- DIRECTIONS -
Transcribe the records underneath word for word, and leave no line out.

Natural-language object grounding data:
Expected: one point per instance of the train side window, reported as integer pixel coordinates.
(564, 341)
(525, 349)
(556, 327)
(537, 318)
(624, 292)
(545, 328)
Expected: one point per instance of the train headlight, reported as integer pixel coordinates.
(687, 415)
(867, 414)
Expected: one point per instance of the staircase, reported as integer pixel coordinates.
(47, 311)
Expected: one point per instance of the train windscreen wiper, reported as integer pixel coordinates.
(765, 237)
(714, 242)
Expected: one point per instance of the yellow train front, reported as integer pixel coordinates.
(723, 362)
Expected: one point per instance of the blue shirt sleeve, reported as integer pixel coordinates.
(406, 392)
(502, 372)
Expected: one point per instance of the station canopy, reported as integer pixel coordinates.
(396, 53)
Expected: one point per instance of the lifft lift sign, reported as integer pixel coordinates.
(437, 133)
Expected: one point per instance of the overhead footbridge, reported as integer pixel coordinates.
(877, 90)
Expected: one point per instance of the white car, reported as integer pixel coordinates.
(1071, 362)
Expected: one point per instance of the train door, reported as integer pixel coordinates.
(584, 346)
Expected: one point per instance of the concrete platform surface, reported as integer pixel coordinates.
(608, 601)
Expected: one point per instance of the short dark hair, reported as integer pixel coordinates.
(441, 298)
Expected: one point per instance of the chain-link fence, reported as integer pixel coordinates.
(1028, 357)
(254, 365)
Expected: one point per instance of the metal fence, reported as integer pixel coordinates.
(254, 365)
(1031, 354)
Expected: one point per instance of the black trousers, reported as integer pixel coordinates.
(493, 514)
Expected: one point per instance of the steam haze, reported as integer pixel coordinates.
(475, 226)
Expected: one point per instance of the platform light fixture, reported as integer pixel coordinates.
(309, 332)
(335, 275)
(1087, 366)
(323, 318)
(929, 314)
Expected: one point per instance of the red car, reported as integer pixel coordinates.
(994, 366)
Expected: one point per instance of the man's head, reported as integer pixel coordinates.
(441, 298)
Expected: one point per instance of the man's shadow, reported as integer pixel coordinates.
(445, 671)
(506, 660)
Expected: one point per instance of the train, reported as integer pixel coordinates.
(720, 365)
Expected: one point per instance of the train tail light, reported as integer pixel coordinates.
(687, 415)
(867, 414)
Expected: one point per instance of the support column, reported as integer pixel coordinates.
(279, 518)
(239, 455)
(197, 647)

- SOLUTION TO THIS PROBLEM -
Expected: one point per instance of the train side window, reported as integer pixel coordinates.
(564, 341)
(525, 349)
(556, 327)
(537, 318)
(624, 292)
(545, 328)
Expected: one point per instance of the train headlight, reported as integer pixel coordinates.
(687, 415)
(867, 414)
Expected: one point per instance of the staircase, reported as integer pixel coordinates.
(47, 311)
Expected: one point per instance of the train windscreen wiper, reported as integer pixel coordinates.
(765, 237)
(714, 242)
Expected: one point per instance of the yellow train front, reported as integer pixel coordinates.
(723, 362)
Expected: one point per instance of the blue shirt sleeve, reported as integer pixel coordinates.
(406, 392)
(502, 372)
Expected: one point per instance of the station canopy, reported as integer pixel coordinates.
(396, 53)
Expected: one point per instance of the lifft lift sign, reported as integer pixel coordinates.
(437, 133)
Expected: one point per instance of the overhead footbridge, reported as integer pixel coordinates.
(877, 90)
Expected: one point per instance of the white car, reported as integer pixel coordinates.
(1071, 362)
Expected: one point per instance of the train door, reported as integer pixel coordinates.
(584, 346)
Expected: one point per instance of the concrete platform surface, reported as integer pixel coordinates.
(608, 601)
Expected: one point per instance of the short dark hair, reported as integer pixel coordinates.
(441, 298)
Expected: one point per instance of the chain-link fence, reported as integer pixel coordinates.
(1028, 357)
(254, 365)
Expected: one point per instance of the metal fence, reported as integer pixel coordinates.
(254, 365)
(1031, 354)
Expected: one point per instance of the black trousers, reported as integer pixel coordinates.
(493, 514)
Expected: one point per instance of the steam haze, reported as integer pixel coordinates.
(475, 226)
Expected: one point per instance of the platform light fixture, reported as integer pixel coordinates.
(309, 332)
(335, 275)
(1087, 366)
(323, 318)
(929, 314)
Expected: one point per instance of the red car, reported as integer pixel coordinates.
(994, 366)
Expected: one point per instance of the man's head, reported as integer pixel coordinates.
(441, 298)
Expected: one point per instance of the man's shadow, reported as integer pixel coordinates.
(445, 671)
(506, 660)
Expected: one point per instance of the train, reported as integer pixel coordinates.
(720, 365)
Expected: one point per instance of the train tail light, reported as integer pixel coordinates.
(687, 415)
(867, 414)
Expected: one point per instance of the support column, reported as integer pixel coordinates.
(279, 518)
(239, 455)
(197, 647)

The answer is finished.